> [Records for the exercise]
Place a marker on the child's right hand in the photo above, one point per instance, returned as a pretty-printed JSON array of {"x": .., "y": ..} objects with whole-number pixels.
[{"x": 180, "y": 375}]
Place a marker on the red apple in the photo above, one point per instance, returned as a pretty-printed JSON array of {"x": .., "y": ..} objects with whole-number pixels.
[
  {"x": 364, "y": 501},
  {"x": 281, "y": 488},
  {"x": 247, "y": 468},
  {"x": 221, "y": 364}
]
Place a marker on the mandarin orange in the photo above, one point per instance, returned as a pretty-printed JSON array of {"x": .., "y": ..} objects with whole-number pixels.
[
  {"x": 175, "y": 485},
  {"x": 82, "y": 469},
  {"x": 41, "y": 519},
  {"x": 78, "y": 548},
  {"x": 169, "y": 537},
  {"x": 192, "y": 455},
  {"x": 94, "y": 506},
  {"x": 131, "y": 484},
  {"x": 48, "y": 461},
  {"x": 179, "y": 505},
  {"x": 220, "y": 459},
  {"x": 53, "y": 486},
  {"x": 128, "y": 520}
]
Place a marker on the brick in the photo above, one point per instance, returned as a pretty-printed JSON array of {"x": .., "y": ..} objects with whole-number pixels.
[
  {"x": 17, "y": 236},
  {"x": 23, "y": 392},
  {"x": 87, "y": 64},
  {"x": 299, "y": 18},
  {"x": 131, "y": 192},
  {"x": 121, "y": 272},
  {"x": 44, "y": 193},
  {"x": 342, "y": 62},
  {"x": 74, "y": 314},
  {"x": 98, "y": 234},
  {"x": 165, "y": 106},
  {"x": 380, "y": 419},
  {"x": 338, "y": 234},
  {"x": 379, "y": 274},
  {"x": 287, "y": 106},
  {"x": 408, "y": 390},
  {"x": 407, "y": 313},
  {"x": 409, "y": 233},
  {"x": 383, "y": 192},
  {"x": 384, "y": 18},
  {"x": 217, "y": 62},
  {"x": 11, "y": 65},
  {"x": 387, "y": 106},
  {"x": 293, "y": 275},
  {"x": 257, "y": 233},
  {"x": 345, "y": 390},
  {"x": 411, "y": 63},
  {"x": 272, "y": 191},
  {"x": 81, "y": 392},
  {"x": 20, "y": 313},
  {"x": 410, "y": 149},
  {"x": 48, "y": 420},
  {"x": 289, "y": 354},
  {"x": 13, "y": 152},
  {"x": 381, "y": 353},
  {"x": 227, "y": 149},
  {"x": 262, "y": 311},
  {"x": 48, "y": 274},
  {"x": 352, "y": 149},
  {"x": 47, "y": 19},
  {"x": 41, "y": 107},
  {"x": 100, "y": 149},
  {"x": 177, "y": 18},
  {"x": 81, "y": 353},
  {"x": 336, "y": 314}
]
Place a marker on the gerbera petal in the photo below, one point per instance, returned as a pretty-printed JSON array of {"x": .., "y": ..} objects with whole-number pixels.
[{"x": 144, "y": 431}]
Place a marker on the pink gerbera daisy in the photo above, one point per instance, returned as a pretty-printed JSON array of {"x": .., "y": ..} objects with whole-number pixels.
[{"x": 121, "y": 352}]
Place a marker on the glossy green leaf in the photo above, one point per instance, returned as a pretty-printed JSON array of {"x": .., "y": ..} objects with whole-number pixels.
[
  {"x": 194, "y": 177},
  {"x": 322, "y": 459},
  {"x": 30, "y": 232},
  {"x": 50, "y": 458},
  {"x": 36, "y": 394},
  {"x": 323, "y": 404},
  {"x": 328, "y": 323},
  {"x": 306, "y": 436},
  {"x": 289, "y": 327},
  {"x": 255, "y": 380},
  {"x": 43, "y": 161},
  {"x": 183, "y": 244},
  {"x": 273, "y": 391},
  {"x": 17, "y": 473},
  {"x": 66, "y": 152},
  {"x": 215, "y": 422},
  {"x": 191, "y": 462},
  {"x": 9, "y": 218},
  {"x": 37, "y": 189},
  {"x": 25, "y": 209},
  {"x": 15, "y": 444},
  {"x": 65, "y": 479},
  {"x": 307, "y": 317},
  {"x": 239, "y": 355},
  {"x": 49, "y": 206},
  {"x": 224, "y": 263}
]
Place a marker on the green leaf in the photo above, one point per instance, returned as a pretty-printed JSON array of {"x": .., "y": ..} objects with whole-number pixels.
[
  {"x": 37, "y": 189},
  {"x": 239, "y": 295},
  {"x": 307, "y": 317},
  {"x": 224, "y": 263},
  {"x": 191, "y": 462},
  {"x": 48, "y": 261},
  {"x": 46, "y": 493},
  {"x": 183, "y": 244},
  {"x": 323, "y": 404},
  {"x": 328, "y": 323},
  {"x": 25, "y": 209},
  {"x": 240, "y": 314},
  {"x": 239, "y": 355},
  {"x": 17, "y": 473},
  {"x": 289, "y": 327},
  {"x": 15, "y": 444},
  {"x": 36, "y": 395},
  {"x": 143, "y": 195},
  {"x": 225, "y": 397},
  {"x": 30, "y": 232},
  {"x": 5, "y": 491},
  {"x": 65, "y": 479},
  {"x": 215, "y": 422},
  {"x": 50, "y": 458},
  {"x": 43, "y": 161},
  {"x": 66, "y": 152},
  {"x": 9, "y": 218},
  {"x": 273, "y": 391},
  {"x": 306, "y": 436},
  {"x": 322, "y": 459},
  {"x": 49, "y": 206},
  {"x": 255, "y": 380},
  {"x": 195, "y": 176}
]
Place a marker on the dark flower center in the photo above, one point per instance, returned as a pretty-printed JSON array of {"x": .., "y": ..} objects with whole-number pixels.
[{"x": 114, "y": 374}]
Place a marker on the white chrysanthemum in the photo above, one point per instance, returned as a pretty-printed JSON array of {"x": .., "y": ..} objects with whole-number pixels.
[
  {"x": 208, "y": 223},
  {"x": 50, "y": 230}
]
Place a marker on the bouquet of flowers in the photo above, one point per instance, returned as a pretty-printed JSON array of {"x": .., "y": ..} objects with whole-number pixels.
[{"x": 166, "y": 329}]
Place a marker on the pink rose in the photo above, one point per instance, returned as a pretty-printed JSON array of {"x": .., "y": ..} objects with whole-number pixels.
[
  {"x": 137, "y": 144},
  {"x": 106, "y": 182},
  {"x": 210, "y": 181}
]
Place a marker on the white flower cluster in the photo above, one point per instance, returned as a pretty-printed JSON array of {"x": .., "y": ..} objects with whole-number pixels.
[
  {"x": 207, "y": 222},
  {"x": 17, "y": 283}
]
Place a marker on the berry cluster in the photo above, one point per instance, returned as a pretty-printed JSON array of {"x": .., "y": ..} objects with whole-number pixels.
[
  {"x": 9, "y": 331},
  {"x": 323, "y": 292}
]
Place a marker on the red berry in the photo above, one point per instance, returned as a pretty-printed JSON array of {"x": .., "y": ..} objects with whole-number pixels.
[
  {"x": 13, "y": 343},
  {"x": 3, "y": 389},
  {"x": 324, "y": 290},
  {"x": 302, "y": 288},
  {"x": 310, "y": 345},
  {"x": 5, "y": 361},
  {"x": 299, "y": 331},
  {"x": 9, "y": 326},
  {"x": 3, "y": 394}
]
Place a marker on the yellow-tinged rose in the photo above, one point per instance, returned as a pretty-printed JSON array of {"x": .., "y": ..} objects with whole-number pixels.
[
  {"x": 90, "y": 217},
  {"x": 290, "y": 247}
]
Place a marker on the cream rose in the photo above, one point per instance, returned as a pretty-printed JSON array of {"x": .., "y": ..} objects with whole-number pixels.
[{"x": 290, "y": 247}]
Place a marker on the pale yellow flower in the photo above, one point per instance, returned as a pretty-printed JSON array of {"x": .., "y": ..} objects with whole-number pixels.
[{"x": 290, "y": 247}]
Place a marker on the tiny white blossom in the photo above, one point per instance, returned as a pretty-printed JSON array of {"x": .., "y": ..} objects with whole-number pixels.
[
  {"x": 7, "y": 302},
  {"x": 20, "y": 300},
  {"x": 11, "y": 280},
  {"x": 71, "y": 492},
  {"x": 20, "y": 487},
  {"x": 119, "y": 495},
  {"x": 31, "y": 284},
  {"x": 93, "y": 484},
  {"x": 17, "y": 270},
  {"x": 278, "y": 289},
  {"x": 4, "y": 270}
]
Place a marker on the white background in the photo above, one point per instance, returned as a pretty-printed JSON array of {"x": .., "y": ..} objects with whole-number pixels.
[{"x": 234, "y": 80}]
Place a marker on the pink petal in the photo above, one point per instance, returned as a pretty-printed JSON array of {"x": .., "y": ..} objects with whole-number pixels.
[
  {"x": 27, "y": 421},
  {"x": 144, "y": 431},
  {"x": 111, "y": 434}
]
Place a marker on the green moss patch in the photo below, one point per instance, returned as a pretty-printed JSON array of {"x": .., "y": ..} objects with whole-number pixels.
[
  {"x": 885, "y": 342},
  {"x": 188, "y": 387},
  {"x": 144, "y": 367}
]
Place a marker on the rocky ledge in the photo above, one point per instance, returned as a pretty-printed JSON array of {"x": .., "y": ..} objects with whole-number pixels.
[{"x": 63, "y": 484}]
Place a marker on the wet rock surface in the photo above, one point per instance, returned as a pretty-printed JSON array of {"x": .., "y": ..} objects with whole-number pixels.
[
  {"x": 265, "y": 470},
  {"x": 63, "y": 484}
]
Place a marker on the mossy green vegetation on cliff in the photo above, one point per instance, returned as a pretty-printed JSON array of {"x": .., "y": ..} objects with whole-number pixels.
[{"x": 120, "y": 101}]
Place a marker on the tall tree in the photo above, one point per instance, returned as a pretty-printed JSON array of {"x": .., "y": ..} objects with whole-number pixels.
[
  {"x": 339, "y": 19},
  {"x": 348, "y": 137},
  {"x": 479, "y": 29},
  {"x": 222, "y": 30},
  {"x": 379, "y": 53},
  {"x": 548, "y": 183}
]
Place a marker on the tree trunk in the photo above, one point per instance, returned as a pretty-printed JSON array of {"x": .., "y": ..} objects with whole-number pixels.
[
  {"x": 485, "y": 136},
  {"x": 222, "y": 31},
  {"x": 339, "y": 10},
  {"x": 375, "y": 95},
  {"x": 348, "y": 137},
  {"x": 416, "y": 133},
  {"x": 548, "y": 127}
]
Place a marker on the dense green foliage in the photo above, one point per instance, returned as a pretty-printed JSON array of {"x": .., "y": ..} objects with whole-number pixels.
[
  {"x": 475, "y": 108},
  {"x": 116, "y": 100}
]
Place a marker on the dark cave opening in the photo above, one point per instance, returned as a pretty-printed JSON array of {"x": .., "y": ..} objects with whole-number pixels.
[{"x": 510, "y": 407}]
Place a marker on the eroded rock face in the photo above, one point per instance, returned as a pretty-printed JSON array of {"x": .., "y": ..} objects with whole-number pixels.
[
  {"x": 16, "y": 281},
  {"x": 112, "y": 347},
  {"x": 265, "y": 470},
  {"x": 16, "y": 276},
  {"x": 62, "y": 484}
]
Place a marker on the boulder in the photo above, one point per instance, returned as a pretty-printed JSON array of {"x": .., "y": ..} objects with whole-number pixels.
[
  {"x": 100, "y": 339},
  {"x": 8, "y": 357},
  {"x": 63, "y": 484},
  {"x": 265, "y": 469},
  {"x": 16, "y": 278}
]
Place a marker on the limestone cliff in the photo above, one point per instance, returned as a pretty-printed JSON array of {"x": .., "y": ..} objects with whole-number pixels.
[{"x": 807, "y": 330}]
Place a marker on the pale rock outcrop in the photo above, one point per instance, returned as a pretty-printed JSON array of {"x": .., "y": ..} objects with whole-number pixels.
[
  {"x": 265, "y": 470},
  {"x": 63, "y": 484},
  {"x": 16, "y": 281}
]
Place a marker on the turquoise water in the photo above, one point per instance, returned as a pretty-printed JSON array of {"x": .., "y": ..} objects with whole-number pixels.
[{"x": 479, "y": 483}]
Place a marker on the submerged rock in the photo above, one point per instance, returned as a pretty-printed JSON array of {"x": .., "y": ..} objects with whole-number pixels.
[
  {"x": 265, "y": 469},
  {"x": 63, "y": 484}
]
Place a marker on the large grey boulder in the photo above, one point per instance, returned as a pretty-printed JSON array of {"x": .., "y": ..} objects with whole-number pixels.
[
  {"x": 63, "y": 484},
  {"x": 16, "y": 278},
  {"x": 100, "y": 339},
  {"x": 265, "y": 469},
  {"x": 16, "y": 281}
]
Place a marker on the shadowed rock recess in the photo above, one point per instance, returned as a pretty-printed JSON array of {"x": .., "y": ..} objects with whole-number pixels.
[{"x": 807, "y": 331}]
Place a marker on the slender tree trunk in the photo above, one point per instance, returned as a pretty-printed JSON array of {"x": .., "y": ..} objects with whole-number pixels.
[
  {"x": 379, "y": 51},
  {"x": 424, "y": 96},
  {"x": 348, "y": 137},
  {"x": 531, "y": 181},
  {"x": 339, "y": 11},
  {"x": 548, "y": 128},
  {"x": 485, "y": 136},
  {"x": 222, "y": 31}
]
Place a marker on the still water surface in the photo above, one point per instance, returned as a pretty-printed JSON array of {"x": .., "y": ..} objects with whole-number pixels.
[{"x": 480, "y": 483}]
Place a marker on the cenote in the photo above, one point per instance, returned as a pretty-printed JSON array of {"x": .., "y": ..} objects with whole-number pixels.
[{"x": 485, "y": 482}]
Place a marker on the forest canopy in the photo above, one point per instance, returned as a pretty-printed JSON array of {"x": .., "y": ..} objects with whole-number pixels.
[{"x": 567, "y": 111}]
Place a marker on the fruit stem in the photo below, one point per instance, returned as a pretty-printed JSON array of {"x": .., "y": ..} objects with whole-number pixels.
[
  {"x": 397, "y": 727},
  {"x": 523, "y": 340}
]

> [Job]
Switch "fruit stem" to "fruit seed" in the listing from the line with "Place a marker on the fruit" through the end of the listing, and give those lines again with nothing else altered.

> [Finished exercise]
Place a marker on the fruit seed in the photo below, one point per instance, returned as a pretty-printed JSON array of {"x": .., "y": ..} objects with whole-number pixels.
[
  {"x": 397, "y": 727},
  {"x": 523, "y": 340}
]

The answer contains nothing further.